▶ _STATED GOAL_
Write out, unchanged, the lines from the one holding "TARGET: u logo on jersey" to the close of the listing. Both the first and last lines belong in it.

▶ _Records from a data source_

┄┄┄┄┄┄┄┄┄┄┄┄┄┄┄┄┄┄┄┄

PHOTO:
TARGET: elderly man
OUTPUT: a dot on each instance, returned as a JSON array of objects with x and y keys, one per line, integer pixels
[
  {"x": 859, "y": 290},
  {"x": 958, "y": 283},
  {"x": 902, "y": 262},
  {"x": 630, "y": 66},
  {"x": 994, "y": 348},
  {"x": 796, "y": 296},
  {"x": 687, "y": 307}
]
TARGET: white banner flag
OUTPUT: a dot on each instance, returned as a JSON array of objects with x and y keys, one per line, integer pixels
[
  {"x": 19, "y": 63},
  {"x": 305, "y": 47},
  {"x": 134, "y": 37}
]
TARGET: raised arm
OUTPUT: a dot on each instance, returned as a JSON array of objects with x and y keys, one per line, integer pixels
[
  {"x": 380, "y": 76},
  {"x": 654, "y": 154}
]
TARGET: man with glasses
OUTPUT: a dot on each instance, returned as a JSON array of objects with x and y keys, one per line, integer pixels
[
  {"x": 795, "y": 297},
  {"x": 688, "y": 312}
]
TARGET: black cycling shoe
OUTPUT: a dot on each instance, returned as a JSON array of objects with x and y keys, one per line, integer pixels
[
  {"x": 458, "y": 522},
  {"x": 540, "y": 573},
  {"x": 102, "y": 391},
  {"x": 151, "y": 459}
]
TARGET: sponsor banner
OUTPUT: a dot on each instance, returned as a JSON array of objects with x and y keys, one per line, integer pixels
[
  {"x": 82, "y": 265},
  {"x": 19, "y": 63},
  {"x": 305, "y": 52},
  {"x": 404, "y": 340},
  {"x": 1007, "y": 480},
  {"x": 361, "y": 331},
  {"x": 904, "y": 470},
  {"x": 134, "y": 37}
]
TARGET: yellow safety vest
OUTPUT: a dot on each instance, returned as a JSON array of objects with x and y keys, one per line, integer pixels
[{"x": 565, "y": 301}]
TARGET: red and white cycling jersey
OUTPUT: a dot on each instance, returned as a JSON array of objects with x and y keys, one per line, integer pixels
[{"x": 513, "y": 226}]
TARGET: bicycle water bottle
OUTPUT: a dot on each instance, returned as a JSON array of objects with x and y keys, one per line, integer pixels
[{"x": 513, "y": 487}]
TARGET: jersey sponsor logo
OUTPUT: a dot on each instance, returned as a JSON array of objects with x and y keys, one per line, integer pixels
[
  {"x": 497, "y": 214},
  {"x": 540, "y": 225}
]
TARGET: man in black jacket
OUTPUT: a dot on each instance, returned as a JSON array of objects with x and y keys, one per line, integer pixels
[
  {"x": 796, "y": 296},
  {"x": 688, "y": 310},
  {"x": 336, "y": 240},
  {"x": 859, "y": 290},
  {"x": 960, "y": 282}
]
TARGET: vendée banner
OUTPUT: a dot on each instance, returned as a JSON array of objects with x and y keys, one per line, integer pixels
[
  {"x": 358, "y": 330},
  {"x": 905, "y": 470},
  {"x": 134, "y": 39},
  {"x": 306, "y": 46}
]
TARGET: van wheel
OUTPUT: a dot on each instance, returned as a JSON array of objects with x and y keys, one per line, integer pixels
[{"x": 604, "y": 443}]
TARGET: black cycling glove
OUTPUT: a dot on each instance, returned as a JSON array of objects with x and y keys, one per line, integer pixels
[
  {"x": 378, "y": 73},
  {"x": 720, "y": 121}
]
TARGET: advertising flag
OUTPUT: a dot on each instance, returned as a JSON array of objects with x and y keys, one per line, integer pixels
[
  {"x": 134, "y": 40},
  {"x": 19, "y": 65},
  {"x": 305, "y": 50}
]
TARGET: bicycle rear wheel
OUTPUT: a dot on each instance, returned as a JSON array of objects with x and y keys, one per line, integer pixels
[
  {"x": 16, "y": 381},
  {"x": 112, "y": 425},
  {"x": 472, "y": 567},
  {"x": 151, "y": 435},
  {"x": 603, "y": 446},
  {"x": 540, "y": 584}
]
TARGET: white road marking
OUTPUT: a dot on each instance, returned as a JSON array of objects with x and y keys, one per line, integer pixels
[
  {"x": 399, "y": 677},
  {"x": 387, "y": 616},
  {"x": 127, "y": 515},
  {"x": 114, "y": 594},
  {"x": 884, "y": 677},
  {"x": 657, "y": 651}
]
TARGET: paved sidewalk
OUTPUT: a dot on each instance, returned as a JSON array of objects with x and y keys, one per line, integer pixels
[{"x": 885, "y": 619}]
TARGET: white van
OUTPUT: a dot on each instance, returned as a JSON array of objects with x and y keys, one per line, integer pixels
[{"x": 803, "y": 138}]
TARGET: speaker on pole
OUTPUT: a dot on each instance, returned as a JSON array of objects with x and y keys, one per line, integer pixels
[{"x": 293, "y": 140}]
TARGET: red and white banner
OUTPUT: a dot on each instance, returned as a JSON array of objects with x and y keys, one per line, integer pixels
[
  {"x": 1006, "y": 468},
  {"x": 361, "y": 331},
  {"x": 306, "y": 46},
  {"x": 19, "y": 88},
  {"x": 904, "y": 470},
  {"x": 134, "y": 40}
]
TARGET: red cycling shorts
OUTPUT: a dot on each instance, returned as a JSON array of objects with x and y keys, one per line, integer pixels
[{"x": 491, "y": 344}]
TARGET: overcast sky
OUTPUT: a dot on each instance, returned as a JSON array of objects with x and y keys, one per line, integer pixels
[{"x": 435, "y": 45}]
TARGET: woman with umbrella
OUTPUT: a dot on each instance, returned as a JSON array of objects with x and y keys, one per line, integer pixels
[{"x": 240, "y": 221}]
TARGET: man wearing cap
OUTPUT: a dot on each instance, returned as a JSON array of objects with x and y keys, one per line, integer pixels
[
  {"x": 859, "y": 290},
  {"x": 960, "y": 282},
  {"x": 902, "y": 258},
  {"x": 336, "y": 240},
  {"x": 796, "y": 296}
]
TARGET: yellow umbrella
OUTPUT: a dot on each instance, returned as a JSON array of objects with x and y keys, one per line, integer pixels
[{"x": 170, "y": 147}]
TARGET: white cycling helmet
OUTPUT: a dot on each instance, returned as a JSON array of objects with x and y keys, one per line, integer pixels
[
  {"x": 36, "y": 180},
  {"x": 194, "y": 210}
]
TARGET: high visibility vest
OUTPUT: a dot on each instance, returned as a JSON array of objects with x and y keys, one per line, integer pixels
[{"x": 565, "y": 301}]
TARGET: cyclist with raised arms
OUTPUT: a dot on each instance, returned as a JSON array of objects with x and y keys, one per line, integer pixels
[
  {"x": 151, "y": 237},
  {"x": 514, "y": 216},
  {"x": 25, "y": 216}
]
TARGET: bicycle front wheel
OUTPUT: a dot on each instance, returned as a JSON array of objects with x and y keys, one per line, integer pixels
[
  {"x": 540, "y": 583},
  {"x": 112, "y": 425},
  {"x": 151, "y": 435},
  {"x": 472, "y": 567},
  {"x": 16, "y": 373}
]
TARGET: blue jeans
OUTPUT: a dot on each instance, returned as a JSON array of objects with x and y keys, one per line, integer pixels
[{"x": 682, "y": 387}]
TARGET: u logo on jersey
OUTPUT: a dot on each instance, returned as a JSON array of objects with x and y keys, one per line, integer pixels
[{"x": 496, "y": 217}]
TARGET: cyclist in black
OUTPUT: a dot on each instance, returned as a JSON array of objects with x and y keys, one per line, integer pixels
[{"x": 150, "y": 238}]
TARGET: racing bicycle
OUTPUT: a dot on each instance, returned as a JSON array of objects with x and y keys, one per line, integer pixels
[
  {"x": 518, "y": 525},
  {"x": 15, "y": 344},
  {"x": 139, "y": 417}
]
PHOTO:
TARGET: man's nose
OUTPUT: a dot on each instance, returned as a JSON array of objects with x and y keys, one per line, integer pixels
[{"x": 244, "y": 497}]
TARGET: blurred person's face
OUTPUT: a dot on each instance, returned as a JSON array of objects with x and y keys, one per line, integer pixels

┄┄┄┄┄┄┄┄┄┄┄┄┄┄┄┄┄┄┄┄

▶ _RESULT_
TARGET: u logo on jersey
OUTPUT: a dot on each instance, returned as a JSON array of objects with x and y keys, one per line, integer pixels
[{"x": 496, "y": 217}]
TARGET: cyclist in black
OUTPUT: a dot on each instance, returned as a JSON array of objects with x and y keys, one per line, integer pixels
[{"x": 150, "y": 238}]
TARGET: racing bicycle
OUTPUT: a dot on each instance, returned as a JSON array of objects with x and y keys, one per line, integer pixels
[
  {"x": 518, "y": 525},
  {"x": 15, "y": 344},
  {"x": 139, "y": 417}
]
PHOTO:
TARGET: man's nose
OUTPUT: a dot on each instance, returned as a JSON array of objects with x and y keys, one per line, integer pixels
[{"x": 244, "y": 497}]
TARGET: blurred person's face
OUTPUT: a dot on each instance, returned as a JSON array of objects with x and y keys, one per line, integer pixels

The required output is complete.